#### Texte d'exercice ####
Avec son "Global Gateway", l'UE tente de concurrencer les nouvelles routes de la soie chinoises
Quelques réalisations au titre des nouvelles routes de la soie chinoises exposées à Pékin. Huit ans après la Chine, l'Europe vient de lancer son alternative à ce programme d'investissements dans les infrastructures.
Bruxelles a dévoilé, mercredi, son programme "Global Gateway", censé devenir l’alternative européenne aux nouvelles routes de la soie, le fameux programme chinois d’investissement dans les infrastructures à l’échelle mondiale. De quoi faire peur à Pékin ?
Chacun veut ses routes de la soie. Après la Chine, l’Europe s’est à son tour dotée, mercredi 1er décembre, d’un ambitieux programme d’investissements dans les infrastructures.
Avec ce plan, baptisé "Global Gateway", l’Union européenne compte investir 300 milliards d’euros d’ici à 2027 dans des projets d’infrastructure un peu partout dans le monde.
#### Données étudiées ####
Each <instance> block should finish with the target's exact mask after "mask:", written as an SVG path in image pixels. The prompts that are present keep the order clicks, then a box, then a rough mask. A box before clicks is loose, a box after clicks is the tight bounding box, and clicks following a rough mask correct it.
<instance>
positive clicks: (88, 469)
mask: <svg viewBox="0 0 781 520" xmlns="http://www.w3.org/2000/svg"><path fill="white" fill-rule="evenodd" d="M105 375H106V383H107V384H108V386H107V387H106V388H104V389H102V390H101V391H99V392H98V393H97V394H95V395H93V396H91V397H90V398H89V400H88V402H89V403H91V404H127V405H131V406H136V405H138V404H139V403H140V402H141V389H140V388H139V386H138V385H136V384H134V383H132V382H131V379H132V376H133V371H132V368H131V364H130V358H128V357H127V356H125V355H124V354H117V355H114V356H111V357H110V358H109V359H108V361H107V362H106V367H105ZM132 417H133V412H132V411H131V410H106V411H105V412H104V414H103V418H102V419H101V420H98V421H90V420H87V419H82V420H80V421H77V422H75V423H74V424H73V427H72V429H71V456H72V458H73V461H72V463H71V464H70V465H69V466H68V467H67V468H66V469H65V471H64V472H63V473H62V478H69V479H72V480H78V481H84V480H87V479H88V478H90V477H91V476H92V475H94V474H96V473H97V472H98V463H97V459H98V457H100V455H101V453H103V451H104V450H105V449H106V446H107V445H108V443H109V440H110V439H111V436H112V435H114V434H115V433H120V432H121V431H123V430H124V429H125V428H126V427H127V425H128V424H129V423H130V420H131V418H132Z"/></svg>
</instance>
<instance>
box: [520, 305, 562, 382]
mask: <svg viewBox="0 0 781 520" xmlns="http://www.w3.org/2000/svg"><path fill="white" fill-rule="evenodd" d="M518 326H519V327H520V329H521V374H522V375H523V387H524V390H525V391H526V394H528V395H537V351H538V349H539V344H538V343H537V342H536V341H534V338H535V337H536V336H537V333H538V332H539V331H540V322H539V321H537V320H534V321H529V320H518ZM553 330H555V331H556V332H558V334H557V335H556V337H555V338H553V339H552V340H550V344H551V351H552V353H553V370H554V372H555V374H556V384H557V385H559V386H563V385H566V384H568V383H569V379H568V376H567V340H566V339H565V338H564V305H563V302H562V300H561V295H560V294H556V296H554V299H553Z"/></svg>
####
## Travail à faire
1: Les affirmations suivantes sont-elles conformes au texte sur le Global Gateway ? Répondez par oui ou par non, en citant les mots décisifs du texte. (a) L'Union européenne prévoit d'investir 300 milliards d'euros d'ici à 2027. (b) L'Europe a lancé son programme avant la Chine. (c) Bruxelles a présenté son programme un mercredi.
2: D'après le texte sur le Global Gateway, à quelle date l'Europe s'est-elle dotée de son programme d'investissements ?
3: Reprenez le texte sur le Global Gateway à partir de sa dernière phrase et poursuivez-le en quelques phrases.
Les items présentés ci-dessus n'interviennent pas dans ce travail.

## Réponses par item
1:
(a) Oui : « l’Union européenne compte investir 300 milliards d’euros d’ici à 2027 ».
(b) Non : « Huit ans après la Chine, l'Europe vient de lancer son alternative ».
(c) Oui : « Bruxelles a dévoilé, mercredi, son programme ».

2: Le mercredi 1er décembre.

3:
Pas blanc bonnet et bonnet blanc
Aucune mention à la Chine n’est faite dans le communiqué de la Commission européenne qui dévoile les détails de cette nouvelle initiative. Mais il est difficile de ne pas y voir une réponse européenne aux "nouvelles routes de la soie", le vaste programme chinois de prêts dans des dizaines de pays afin d’y développer des ports, routes, chemins de fer ou des infrastructures numériques. Et pour, du même coup, étendre dans ces pays la sphère d’influence économique chinoise.
"Cela inaugure une ère plus compétitive dans l’aide au développement. Les pays bénéficiaires auront désormais une alternative à l’argent chinois. À l’UE de prouver que son aide est meilleure", analyse Andrew Small, spécialiste des relations sino-européennes au German Marshall Fund, un cercle de réflexion basé en Allemagne, contacté par France 24.
Car les routes de la soie et Global Gateway ne sont pas bonnet blanc et blanc bonnet. Bruxelles espère bien pouvoir jouer sur ces différences. À commencer par "les structures des financements qui, du côté chinois, proviennent essentiellement de prêts, alors que le programme européen va s’appuyer sur des investissements à la fois publics et du secteur privé", souligne Francesca Ghiretti, experte des relations entre la Chine et l’Europe au Mercator Institute for China Studies de Berlin, contactée par France 24.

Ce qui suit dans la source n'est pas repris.